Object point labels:
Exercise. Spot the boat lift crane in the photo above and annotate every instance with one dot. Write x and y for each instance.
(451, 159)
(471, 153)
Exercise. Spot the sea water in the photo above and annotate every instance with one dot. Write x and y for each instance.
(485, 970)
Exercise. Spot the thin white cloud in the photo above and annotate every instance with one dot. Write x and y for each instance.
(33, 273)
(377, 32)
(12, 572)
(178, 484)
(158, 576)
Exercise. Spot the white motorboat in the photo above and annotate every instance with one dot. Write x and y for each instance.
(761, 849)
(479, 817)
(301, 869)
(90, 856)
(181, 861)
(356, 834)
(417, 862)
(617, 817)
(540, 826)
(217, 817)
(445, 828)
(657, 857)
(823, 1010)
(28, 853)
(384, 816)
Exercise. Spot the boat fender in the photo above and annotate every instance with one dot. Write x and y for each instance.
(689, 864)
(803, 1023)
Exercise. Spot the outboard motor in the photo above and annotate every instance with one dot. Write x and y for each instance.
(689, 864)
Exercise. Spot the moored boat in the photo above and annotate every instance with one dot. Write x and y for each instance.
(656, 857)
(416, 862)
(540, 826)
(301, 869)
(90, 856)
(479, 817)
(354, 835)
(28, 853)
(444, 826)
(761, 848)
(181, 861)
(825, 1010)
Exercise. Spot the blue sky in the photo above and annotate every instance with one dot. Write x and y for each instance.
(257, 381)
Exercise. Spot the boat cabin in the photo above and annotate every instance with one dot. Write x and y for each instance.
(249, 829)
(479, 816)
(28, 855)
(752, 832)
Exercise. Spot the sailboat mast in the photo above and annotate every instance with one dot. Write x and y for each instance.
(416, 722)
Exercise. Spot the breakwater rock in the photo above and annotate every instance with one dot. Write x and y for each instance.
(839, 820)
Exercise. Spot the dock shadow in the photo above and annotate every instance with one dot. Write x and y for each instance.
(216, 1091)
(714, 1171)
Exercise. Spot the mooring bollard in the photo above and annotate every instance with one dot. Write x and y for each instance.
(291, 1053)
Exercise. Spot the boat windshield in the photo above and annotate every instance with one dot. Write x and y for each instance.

TASK REQUIREMENTS
Only the lines from the one containing "Exercise. Spot the moored" to the end of the records should be repeated, exactly as they appear.

FINAL ANSWER
Exercise. Spot the moored boat in the photo above and annotate every instance with one dot. Write x and y for each instance.
(656, 857)
(416, 862)
(540, 826)
(301, 869)
(90, 856)
(479, 817)
(354, 835)
(28, 853)
(444, 826)
(761, 848)
(181, 861)
(825, 1010)
Exercise. Spot the blue sky in the photo above and annotate every instance with one dot. Write x and y for each instance.
(257, 381)
Exercise. Spot the boat cabin in the photo above and annotate every instance with one dot. Write x and y for each instance.
(249, 829)
(479, 816)
(28, 855)
(752, 832)
Exercise. Spot the sailboat mast in the photo above and annotate every instance with one dot. Write x and y for each instance.
(416, 722)
Exercise. Spot the breakwater rock in the photo above and annotate every instance with one dot. Write x and y for each instance.
(839, 820)
Exercise. Spot the dock shadow in the photo above and annotate every instance with one dot. Write x and y for each instance.
(216, 1091)
(714, 1171)
Exercise. Spot the mooring bollard in the photo above and annotate every instance with one dot. Write x and y for each instance.
(291, 1053)
Exercise. Spot the boat windshield in the photo above and annotate every instance with one dot. Write x and y for each instance.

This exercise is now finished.